GIVEN PROBLEM 1:
In the seatpost-cutting thread, why has Bro been shortening the Thomson Elite post on the 2000 S-works FSR? Answer in one to three sentences.
GIVEN PROBLEM 2:
Copy out the seatpost-cutting thread word for word from "Cutting your seat" to "(Oct 18, 2000)".

# Cutting a seatpost?



## fongster (Dec 5, 2011)

I'm replacing a 350mm Easton EA30 with a TruVative Stylo Team which is 400mm long (I need the longer setback). Do folks commonly cut off the excess length, leaving enough for some adjustment/safe amount in the seat tube?


----------



## Bro (Dec 20, 2010)

My uncle gave me his old S-works FSR, from the 2000 model year. That frame design means that there's only so much seatpost that can fit in the seat tube, so I've been cutting the seatpost by about a half-inch until I can lower the saddle sufficiently to fit me well (my uncle is a bit taller than me).

Unfortunately, it's a Thomson Elite seatpost, and I feel so bad hacking away at the nicest bike/component that I've ever owned. Oh well, it has to be done. 

On frames with full-length seat tubes, I don't cut the seatpost. Except for minimal weight savings, there's no point. If you cut too much, you risk breaking the frame, the seat post, and/or the family jewels.


----------



## wbmason55 (May 30, 2010)

I would never cut the seat tube unless a frame design made it absolutely necessary,


----------



## Jason B (Aug 15, 2008)

wbmason55 said:


> I would never cut the seat tube unless a frame design made it absolutely necessary,


They are talking about cutting the seat post, not seat tube.

Cut away. No harm in making it fit at all.


----------



## wbmason55 (May 30, 2010)

Jason B said:


> They are talking about cutting the seat post, not seat tube.
> 
> Cut away. No harm in making it fit at all.


woops, meant to say say seat post...obviously..who the heck would cut the seat tube?

The OP is not cutting the post to make it fit, he's asking if he should cut off excess just because. What happens when you want to want to switch your modified seat post to another frame and you don't have enough post length?...screwed.


----------



## heyyall (Nov 10, 2011)

Cutting your seat post is one of the most effective ways of tearing your seat tube to pieces. Also, if you cut off the bottom, you will have to adjust the max height line by the same amount...that is, you need a certain amount of length in the tube to have the seat post be safe. The amount of weight savings is so minimal that I would not worry about it. Only cut if you must to have it fit in the seat post.


----------



## DIRTJUNKIE (Oct 18, 2000)

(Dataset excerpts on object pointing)
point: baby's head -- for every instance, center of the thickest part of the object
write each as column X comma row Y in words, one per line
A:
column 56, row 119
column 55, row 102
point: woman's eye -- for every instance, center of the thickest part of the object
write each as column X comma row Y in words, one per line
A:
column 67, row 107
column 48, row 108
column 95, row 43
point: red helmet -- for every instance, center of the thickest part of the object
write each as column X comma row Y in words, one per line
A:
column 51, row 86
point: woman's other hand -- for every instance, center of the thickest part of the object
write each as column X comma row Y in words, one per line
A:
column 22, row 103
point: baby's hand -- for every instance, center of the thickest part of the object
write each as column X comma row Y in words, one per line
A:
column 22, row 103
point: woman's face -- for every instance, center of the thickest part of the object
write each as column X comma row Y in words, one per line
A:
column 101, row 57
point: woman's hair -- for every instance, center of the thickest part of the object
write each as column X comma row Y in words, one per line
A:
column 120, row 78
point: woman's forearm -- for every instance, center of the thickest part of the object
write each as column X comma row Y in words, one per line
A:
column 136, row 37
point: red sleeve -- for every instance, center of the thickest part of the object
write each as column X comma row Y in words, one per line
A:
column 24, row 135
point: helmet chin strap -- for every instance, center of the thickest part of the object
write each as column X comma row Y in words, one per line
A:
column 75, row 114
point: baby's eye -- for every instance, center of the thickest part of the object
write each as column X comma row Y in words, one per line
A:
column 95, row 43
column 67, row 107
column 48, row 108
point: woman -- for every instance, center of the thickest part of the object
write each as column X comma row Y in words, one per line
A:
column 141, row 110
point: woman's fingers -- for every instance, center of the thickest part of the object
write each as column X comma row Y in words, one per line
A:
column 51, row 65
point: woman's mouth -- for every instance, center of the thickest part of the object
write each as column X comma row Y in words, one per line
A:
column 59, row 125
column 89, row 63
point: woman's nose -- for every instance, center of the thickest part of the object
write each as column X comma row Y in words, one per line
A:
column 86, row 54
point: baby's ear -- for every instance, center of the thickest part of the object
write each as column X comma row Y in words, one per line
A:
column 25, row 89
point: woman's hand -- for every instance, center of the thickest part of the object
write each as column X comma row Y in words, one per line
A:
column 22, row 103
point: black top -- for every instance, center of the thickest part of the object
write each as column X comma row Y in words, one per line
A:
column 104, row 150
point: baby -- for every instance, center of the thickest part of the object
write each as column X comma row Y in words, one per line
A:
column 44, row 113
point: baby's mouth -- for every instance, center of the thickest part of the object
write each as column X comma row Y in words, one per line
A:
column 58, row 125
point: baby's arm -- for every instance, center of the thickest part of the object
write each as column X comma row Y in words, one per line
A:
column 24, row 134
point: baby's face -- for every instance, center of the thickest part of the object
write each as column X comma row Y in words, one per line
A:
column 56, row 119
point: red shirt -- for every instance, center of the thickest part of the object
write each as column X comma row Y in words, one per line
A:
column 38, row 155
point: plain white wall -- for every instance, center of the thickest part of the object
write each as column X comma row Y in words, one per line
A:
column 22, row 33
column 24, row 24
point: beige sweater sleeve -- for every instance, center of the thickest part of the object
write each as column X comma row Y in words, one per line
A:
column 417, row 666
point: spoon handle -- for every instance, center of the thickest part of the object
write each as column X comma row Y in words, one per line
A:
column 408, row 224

RESULT 1:
The frame design lets only so much seatpost fit in the seat tube, and the uncle who gave Bro the bike is a bit taller than Bro. So the post is being cut about a half-inch at a time until the saddle can be lowered enough for a good fit.

RESULT 2:
Cutting your seat post is one of the most effective ways of tearing your seat tube to pieces. Also, if you cut off the bottom, you will have to adjust the max height line by the same amount...that is, you need a certain amount of length in the tube to have the seat post be safe. The amount of weight savings is so minimal that I would not worry about it. Only cut if you must to have it fit in the seat post.


----------



## DIRTJUNKIE (Oct 18, 2000)